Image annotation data
***

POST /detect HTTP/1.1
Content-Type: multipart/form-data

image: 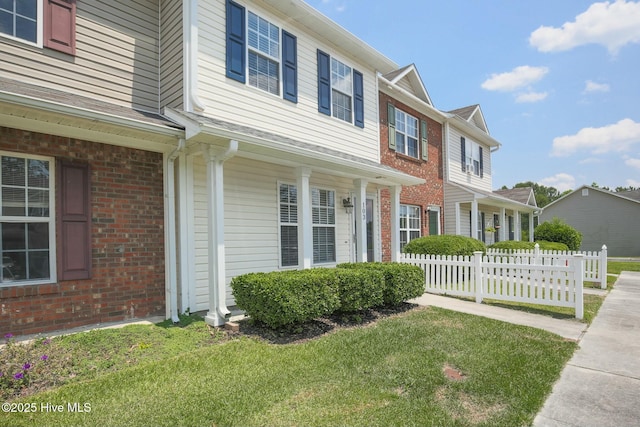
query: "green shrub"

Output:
[534,218,582,251]
[403,235,487,256]
[338,262,425,306]
[231,268,340,329]
[335,268,385,312]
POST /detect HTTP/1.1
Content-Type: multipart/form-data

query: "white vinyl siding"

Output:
[0,0,159,112]
[198,2,379,162]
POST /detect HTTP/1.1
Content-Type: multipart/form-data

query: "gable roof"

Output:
[447,104,489,135]
[494,187,538,207]
[382,64,433,107]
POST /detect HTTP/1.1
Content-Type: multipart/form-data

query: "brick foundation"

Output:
[379,92,444,261]
[0,127,165,335]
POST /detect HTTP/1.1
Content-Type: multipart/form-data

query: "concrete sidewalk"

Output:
[533,272,640,427]
[409,294,587,341]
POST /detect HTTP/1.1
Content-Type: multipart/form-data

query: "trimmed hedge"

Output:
[231,263,424,329]
[338,262,425,305]
[231,268,340,329]
[534,218,582,251]
[403,234,487,256]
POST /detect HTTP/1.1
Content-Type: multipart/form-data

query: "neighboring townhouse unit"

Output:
[0,0,184,334]
[378,64,447,261]
[540,185,640,257]
[162,0,424,325]
[444,105,538,244]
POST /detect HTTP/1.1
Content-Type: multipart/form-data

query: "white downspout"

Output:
[204,140,238,326]
[182,0,205,112]
[163,138,185,323]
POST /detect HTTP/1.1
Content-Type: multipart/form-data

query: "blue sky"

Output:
[306,0,640,191]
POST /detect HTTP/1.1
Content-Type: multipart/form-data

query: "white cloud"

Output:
[538,173,576,193]
[551,119,640,157]
[624,158,640,169]
[529,0,640,54]
[584,80,609,93]
[516,92,549,104]
[482,65,549,92]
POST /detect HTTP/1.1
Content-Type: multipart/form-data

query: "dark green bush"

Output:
[338,262,425,306]
[335,268,385,312]
[231,268,340,328]
[403,234,487,256]
[534,218,582,251]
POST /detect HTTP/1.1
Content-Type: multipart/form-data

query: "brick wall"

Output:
[0,127,165,335]
[379,92,444,261]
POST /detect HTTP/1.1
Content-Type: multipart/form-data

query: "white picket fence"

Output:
[400,252,585,319]
[487,243,607,289]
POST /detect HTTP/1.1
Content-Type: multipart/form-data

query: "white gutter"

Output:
[182,0,205,112]
[164,138,185,323]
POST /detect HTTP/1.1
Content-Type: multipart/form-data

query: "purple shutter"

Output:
[58,162,91,280]
[43,0,76,55]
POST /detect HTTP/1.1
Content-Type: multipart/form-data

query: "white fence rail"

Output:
[400,252,585,319]
[487,243,607,289]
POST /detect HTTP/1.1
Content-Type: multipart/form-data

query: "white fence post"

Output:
[472,251,483,304]
[598,245,607,289]
[573,254,584,320]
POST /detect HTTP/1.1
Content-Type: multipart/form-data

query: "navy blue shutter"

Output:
[318,49,331,116]
[227,0,246,83]
[282,30,298,102]
[353,70,364,128]
[460,136,467,172]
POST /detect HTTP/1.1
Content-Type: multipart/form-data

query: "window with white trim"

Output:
[400,205,421,251]
[311,188,336,264]
[247,12,280,95]
[465,139,482,176]
[0,0,42,45]
[331,58,353,123]
[0,153,55,284]
[396,108,418,158]
[278,184,298,267]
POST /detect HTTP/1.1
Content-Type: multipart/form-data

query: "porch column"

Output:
[388,185,402,262]
[353,179,368,262]
[203,141,238,326]
[471,199,478,239]
[296,167,313,269]
[529,212,534,242]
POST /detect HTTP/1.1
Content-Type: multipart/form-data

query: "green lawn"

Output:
[0,307,576,426]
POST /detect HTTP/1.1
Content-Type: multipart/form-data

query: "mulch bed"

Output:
[228,303,418,344]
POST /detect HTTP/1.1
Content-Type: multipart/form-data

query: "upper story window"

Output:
[0,0,76,55]
[226,0,298,102]
[460,137,484,178]
[318,50,364,128]
[387,103,429,160]
[0,0,42,44]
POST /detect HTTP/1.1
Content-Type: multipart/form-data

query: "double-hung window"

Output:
[0,153,55,284]
[387,103,429,160]
[460,137,484,178]
[225,0,298,102]
[0,0,76,55]
[318,50,364,128]
[400,205,420,250]
[396,109,418,158]
[278,184,298,267]
[311,188,336,264]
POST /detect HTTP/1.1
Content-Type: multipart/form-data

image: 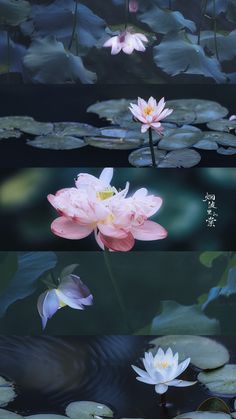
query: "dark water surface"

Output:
[0,336,236,419]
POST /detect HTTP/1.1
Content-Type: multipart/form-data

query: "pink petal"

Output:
[132,220,168,241]
[51,217,94,240]
[100,233,135,252]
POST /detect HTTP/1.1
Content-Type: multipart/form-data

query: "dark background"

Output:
[0,336,236,419]
[0,84,236,167]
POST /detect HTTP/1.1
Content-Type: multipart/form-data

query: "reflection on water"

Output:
[0,336,234,419]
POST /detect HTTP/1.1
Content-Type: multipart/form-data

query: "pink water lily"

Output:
[103,30,148,55]
[129,0,138,13]
[129,97,173,133]
[37,274,93,329]
[48,168,167,251]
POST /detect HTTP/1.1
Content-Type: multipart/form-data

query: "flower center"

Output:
[143,106,154,116]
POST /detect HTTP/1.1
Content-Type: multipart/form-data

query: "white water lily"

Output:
[132,348,196,394]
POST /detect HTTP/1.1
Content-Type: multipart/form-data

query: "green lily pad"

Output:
[174,412,231,419]
[0,129,22,140]
[129,147,166,167]
[194,140,218,150]
[166,99,228,124]
[151,335,229,370]
[25,413,68,419]
[0,377,16,406]
[158,128,198,150]
[217,147,236,156]
[0,409,24,419]
[0,116,53,135]
[87,99,132,122]
[197,364,236,397]
[27,133,86,150]
[207,119,236,132]
[66,401,113,419]
[54,122,100,137]
[158,148,201,168]
[199,131,236,147]
[0,0,31,26]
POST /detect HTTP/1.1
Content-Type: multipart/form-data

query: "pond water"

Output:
[0,336,236,419]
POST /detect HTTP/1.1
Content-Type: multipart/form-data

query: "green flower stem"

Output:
[103,247,132,334]
[213,0,219,61]
[148,128,157,167]
[68,0,78,50]
[197,0,208,45]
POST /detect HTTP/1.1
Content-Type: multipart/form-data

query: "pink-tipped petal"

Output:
[132,220,168,241]
[51,217,94,240]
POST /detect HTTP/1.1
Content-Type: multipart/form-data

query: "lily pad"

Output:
[54,122,100,137]
[217,147,236,156]
[66,401,113,419]
[0,409,24,419]
[158,128,198,150]
[197,364,236,397]
[129,147,166,167]
[151,335,229,370]
[0,0,31,26]
[0,116,53,135]
[174,412,231,419]
[0,377,16,406]
[87,99,132,122]
[158,148,201,169]
[27,133,86,150]
[0,129,22,140]
[197,135,236,147]
[194,140,218,150]
[207,119,236,132]
[166,99,229,124]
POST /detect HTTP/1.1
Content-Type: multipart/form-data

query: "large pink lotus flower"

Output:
[129,0,138,13]
[129,97,173,133]
[37,274,93,329]
[48,168,167,251]
[103,30,148,55]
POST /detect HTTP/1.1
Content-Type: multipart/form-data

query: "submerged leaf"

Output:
[197,364,236,397]
[24,36,96,84]
[151,301,220,335]
[138,5,196,34]
[66,401,113,419]
[153,32,226,83]
[150,335,229,370]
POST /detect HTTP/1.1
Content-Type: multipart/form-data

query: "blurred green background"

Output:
[0,168,236,251]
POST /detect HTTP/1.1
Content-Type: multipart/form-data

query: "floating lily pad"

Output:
[25,413,68,419]
[200,131,236,147]
[0,377,16,406]
[0,0,31,26]
[197,364,236,397]
[66,402,113,419]
[129,147,166,167]
[0,116,53,135]
[87,99,132,122]
[151,335,229,370]
[217,147,236,156]
[166,99,228,124]
[174,412,231,419]
[158,128,198,150]
[207,119,236,132]
[27,133,86,150]
[158,148,201,168]
[0,129,22,140]
[54,122,100,137]
[0,409,24,419]
[194,140,218,150]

***

**Stated problem**
Please reproduce the records verbatim from their start through the line containing "[409,294,587,341]", including that line. Leave the pictures out of your output.

**Output of the exercise**
POST /detect HTTP/1.1
Content-Type: multipart/form-data

image: 
query: "green shrub"

Output:
[534,218,582,251]
[403,235,487,256]
[338,262,425,306]
[231,268,340,329]
[335,268,385,312]
POST /detect HTTP/1.1
Content-Type: multipart/form-data

query: "white vinyl siding"

Output:
[0,0,159,112]
[198,2,379,162]
POST /detect HTTP/1.1
Content-Type: multipart/form-data

query: "gable roof"

Output:
[447,104,489,135]
[494,187,538,207]
[382,64,433,107]
POST /detect HTTP/1.1
Content-Type: multipart/form-data

query: "brick foundation"

Output:
[379,92,444,261]
[0,127,165,335]
POST /detect HTTP/1.1
Content-Type: multipart/form-data

query: "concrete sidewalk"

Output:
[533,272,640,427]
[409,294,587,341]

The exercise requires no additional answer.